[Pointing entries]
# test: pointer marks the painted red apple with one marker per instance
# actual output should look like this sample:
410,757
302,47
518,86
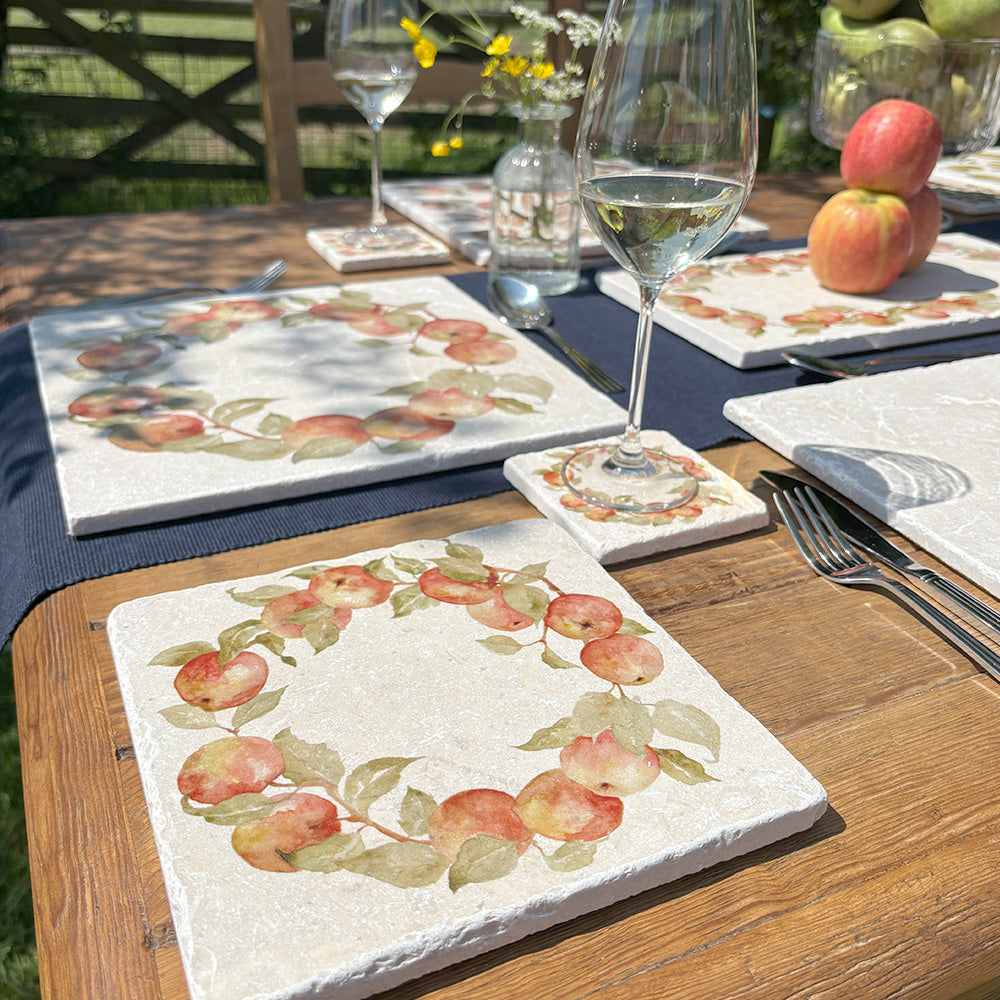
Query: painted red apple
583,616
298,820
892,147
859,241
925,214
233,765
623,659
401,423
112,357
115,399
453,331
211,685
604,766
349,587
276,613
335,425
556,806
472,812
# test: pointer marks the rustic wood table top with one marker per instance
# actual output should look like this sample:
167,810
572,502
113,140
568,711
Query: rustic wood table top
895,892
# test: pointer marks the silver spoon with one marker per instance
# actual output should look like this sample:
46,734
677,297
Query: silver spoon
520,304
835,368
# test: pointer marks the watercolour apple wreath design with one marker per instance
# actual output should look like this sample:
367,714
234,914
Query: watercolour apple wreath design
296,806
679,294
139,416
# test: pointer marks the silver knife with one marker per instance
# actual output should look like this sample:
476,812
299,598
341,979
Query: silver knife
864,535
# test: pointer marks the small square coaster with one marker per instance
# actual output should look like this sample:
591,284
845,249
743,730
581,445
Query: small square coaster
722,507
344,256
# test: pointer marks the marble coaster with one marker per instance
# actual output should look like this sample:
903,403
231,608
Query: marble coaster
723,507
344,256
385,778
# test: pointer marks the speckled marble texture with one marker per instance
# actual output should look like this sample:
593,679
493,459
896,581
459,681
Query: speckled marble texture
184,407
919,449
395,728
722,507
745,309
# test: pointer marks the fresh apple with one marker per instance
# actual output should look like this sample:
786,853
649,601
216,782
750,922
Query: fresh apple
859,241
963,19
892,148
925,215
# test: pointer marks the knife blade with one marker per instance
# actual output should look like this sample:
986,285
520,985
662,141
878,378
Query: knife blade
876,544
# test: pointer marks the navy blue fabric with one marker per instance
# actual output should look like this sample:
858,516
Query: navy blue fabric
686,390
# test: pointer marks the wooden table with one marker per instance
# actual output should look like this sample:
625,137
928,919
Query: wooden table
894,893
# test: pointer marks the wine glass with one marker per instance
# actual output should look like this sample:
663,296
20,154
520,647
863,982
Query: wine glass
665,159
372,61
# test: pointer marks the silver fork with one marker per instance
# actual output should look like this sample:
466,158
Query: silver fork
257,283
832,556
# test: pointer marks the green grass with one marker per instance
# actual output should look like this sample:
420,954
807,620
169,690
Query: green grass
18,960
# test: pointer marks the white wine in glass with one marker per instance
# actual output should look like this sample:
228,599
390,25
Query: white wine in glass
372,61
665,159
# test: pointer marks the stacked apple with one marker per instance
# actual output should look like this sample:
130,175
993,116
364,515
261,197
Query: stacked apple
887,221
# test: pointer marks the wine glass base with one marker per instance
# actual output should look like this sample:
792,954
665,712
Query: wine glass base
381,239
657,482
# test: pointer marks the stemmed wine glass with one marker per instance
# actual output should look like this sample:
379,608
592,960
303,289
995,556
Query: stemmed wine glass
372,61
665,158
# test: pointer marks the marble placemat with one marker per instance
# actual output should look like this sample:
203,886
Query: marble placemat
745,309
721,508
340,807
184,407
919,449
343,255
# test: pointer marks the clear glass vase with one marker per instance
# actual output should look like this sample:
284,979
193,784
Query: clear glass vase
535,217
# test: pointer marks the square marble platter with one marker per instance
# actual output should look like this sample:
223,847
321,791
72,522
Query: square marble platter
745,309
186,407
391,722
919,449
721,508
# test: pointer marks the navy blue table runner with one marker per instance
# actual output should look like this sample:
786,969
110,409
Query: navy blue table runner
686,390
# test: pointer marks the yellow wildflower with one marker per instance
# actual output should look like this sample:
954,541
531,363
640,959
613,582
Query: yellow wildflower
499,45
426,52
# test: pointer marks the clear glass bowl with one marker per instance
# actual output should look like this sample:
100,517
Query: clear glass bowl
958,81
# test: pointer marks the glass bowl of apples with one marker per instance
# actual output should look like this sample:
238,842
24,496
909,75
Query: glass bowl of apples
959,81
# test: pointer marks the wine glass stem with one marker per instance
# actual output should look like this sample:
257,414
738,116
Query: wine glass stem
629,453
378,212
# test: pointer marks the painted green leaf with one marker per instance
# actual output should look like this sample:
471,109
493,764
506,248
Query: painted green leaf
324,447
630,627
557,662
327,855
415,811
404,865
321,635
177,656
237,637
260,596
373,779
237,811
308,763
685,722
258,706
571,856
560,734
677,765
188,717
482,859
504,645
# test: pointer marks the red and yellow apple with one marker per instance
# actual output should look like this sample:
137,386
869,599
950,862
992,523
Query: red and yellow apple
859,241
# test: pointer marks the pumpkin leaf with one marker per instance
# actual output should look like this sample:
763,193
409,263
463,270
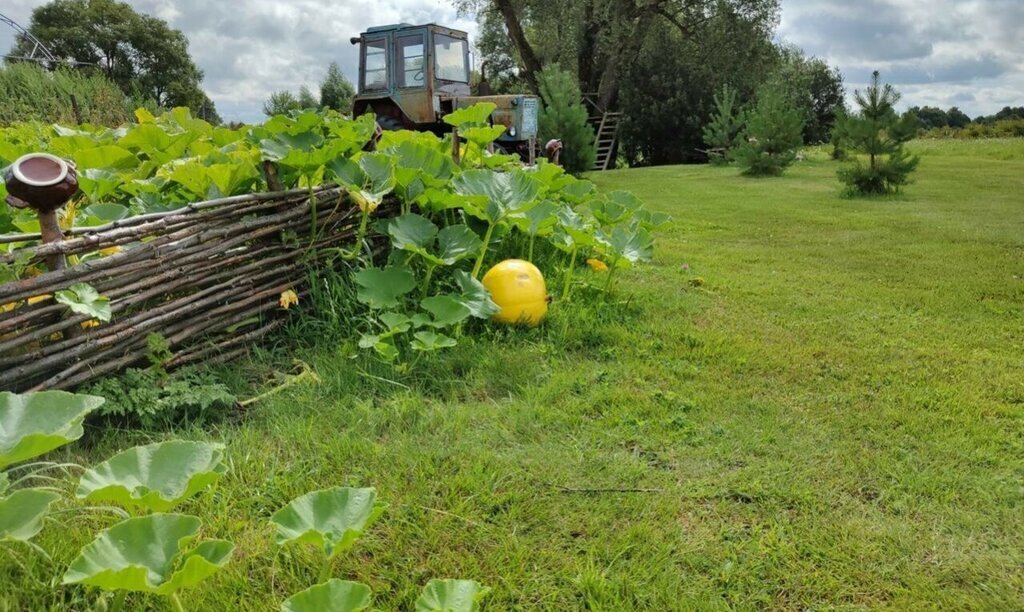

* YOUR GOAL
Find every line in the entries above that contains the word "fresh", and copy each one.

* EXERCISE OUTPUT
# test: pointer marks the fresh apple with one marker per instance
Query: fresh apple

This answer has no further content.